▶ _THE EXERCISE_: Locate each line below that contains the string "gray", matching case exactly, and copy every such line in full.

▶ _RAW DATA_:

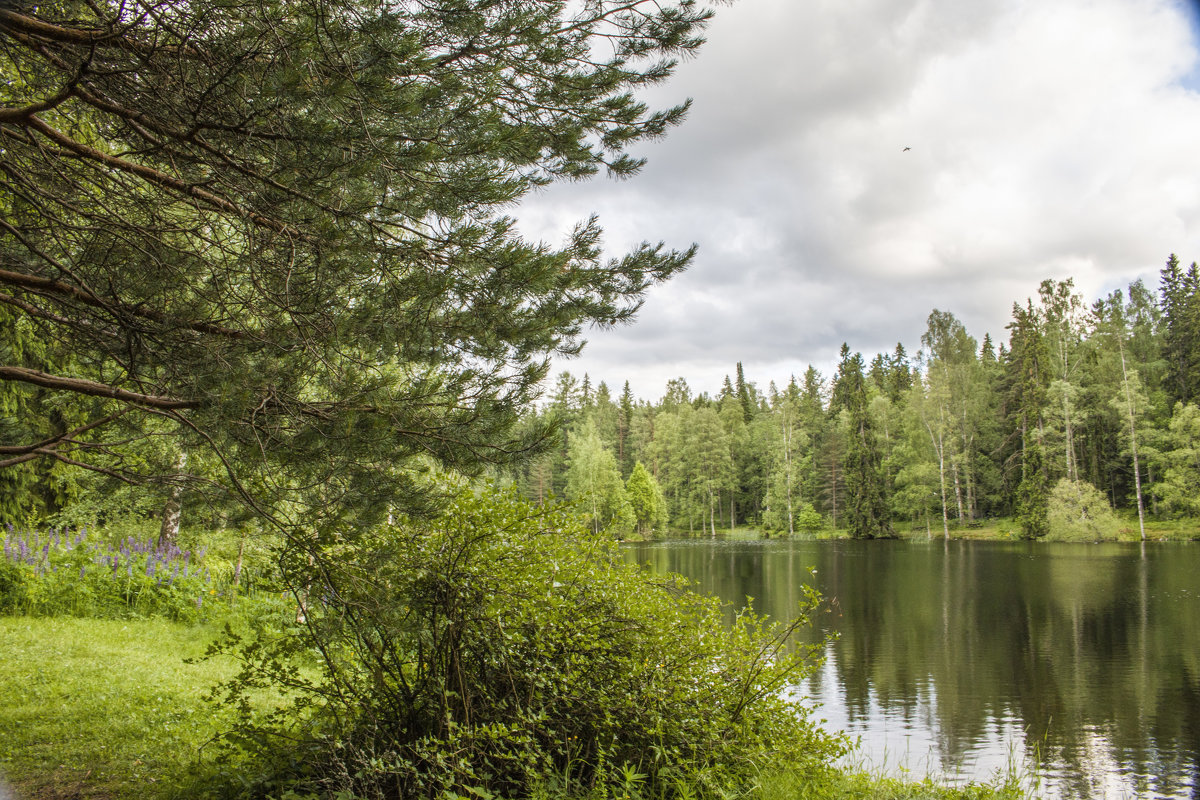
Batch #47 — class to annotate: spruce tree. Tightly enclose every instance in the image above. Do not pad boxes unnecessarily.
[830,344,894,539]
...
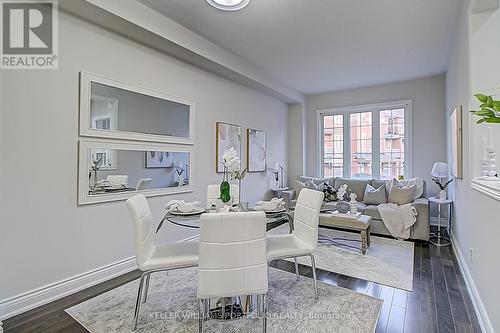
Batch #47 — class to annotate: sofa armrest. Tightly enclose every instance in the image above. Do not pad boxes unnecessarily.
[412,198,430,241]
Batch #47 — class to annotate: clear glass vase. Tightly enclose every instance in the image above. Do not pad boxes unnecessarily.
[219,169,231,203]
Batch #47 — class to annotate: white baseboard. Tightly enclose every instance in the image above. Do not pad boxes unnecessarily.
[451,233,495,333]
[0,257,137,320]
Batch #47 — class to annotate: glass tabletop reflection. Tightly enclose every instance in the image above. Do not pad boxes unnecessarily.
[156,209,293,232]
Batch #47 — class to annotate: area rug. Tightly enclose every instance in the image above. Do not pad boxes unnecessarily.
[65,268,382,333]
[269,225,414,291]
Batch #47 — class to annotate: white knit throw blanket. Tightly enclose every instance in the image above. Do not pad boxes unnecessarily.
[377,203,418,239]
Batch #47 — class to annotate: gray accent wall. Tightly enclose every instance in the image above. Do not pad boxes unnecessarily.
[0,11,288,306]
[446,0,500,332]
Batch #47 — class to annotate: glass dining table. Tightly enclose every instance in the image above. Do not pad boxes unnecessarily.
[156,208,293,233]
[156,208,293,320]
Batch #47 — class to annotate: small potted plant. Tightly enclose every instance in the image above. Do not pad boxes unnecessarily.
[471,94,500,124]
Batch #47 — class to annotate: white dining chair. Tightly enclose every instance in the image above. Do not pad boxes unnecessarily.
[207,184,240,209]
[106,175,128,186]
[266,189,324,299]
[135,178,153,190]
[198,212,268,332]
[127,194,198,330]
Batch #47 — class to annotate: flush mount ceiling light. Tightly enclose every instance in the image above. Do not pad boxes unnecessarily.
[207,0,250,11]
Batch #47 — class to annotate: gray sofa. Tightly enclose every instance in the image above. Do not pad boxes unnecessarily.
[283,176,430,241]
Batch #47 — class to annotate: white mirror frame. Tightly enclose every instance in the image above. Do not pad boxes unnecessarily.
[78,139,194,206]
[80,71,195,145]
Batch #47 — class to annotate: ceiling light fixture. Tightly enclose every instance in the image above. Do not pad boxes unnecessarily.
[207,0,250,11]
...
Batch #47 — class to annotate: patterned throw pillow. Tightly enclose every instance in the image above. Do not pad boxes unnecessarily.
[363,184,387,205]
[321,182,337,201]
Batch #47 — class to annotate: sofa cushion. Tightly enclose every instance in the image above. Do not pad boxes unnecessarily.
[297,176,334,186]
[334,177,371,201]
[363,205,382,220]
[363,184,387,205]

▶ _THE COMPLETED TASK_:
Batch #47 — class to annotate: gray accent wall. Tightly enclose every instance in the image above. Do not pad boxes unnecessarily.
Batch #47 — class to annotate: gray sofa. Tightly enclose every instance in the image above. Do not pad boxes unnecessarily.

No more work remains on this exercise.